**Provided entries**
______

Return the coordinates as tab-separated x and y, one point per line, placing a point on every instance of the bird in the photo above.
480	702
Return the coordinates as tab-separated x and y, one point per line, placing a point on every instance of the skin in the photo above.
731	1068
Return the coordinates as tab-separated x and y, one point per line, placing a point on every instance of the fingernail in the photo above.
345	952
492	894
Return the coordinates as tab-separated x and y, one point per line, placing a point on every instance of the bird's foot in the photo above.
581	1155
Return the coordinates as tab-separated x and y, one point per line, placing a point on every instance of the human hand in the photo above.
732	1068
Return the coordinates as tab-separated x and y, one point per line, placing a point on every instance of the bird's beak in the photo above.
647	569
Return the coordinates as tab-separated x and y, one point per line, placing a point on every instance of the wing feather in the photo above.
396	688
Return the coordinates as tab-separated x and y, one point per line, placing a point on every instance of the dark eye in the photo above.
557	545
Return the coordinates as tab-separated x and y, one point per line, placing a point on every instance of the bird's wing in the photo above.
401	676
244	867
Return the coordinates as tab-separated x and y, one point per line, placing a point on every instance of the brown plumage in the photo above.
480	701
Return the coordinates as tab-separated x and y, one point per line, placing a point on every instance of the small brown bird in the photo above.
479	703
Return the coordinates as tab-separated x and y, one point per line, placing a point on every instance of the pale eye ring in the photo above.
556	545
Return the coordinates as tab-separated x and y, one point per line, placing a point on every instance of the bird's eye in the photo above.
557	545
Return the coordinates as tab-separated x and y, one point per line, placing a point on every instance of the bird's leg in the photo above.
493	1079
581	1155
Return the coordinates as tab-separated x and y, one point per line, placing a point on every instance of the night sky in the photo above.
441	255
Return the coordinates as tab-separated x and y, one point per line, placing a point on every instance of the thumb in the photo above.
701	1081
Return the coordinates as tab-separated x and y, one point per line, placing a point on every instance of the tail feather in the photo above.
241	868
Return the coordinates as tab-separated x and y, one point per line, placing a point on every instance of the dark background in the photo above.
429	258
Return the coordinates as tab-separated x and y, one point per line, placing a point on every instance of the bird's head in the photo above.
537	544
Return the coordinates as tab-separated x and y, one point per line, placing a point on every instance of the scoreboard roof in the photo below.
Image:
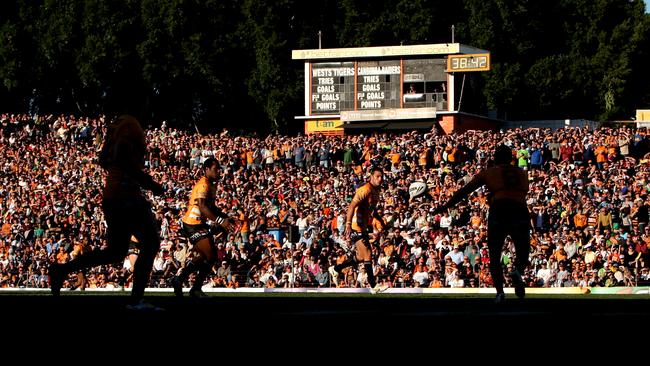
384	51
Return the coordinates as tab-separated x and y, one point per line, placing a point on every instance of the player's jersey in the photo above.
505	182
118	184
367	197
202	189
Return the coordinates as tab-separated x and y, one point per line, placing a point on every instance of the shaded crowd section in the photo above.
588	201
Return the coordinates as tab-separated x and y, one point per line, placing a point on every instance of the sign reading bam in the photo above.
326	127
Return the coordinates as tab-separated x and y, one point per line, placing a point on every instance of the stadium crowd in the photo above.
588	201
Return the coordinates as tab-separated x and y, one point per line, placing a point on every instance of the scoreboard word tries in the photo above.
333	86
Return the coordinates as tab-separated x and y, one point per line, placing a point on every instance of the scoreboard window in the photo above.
425	83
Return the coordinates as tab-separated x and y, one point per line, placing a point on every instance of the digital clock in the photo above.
470	62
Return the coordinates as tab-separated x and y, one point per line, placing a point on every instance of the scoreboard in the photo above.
384	83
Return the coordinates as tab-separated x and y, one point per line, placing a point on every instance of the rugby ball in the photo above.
417	189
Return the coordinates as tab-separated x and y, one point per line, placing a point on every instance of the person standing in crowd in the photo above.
126	210
358	225
201	208
508	215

______

**Task statement**
Copy every entry exactly, leaving out the pictures.

**Completed task**
Return the coordinates as tab-separated x and y, one point per line, placing a point on every instance of the bird in the photo above.
480	702
Return the coordinates as tab-separated x and y, one point per line, placing a point on every instance of the skin in the photo above.
731	1068
Return the coordinates as tab-separated x and y, one point per line, placing a point on every instance of the fingernail in the photo above.
345	952
492	894
Return the coordinates as tab-separated x and y, one point per line, placing a point on every instance of the bird's foot in the photo above.
581	1155
Return the coordinates as tab-separated x and y, one point per line, placing a point on every instance of the human hand in the photo above.
732	1068
Return the coordinates as tab-separated x and y, one point per line, placing a point on every instance of the bird's beak in the photo above.
647	569
Return the coordinates as tab-separated x and y, one point per line, placing a point on every instance of the wing feather in the photo above.
396	688
Return the coordinates as tab-separated x and y, one point per line, placing a point on every instance of the dark eye in the photo above.
557	545
Return the coordinates as tab-separated x and y, one point per line, placing a point on every instance of the bird's wing in the photo above.
401	676
244	867
Return the coordinates as tab-separated x and y, one point per line, placing a point on every instance of the brown plumage in the photo above.
480	701
Return the coordinates as tab-separated x and y, one point per line, placing a point on every instance of the small brown bird in the photo above.
479	703
Return the coordinates as tab-separated x and y, one point per line, placing a point on every instance of the pale eye ring in the photo above.
556	545
Return the coordinates as tab-separated x and y, one point per line, placing a point on every instance of the bird's eye in the photo above.
557	545
Return the coordinates as tab-separated x and y, one point per line, placing a point on every instance of the bird's leg in the photo above.
493	1079
581	1155
Return the coordinates as tab-separated x and y, one point per line, placing a point on every instance of the night sky in the photo above.
441	255
Return the coordinates as tab-separated x and y, one point per line, placing a point on every instance of the thumb in the photo above.
701	1081
Return the coordinates as tab-separated x and y, one point per line, placing a point on every instance of the tail feather in the photo above.
241	868
Return the coordinates as tab-separated x and y, one point per line, placing a point on every instance of the dark background in the photo above.
429	258
Return the coordinates as tab-separated x and y, one point per line, placing a point on every instance of the bird's head in the photo above.
537	544
Return the coordinates as tab-separated x and y, one point per line, placing a point on every instance of the scoreboard roof in the photo below.
Image:
384	51
Return the coordinates as tab-separated x and y, one point per line, placing a point on every instance of the player's jersey in the photo above.
505	182
118	184
367	197
202	189
Return the coordinates as tab-separated x and y, one point per line, placing a point on every instance of the shaded crowd section in the photo above.
588	201
Return the coordinates as tab-separated x and y, one point per line, placing a point on every instance of the sign reading bam in the photo above.
326	127
Return the coordinates as tab-separated x and y, one point per line, placing a point on every instance of the stadium crowd in the photo above.
588	201
Return the coordinates as tab-separated x and y, one point per line, placing a point on every instance of the scoreboard word tries in the photo above.
333	86
Return the coordinates as tab-separated x and y, one point per line, placing a point on every instance of the scoreboard window in the photo above.
425	83
Return the coordinates as tab-separated x and y, one point per line, placing a point on every instance of the digital clock in the photo above.
470	62
Return the coordinates as tab-separated x and y, one point per line, placing a point on every instance of the scoreboard in the photo above.
384	83
Return the coordinates as tab-separated x and y, one point per line, placing a point on every instance of the rugby ball in the photo above.
417	189
Return the coordinates as tab-separated x and y, one point per line, placing a point on every instance of the person standing in crowd in the photo above.
126	210
358	225
201	208
508	215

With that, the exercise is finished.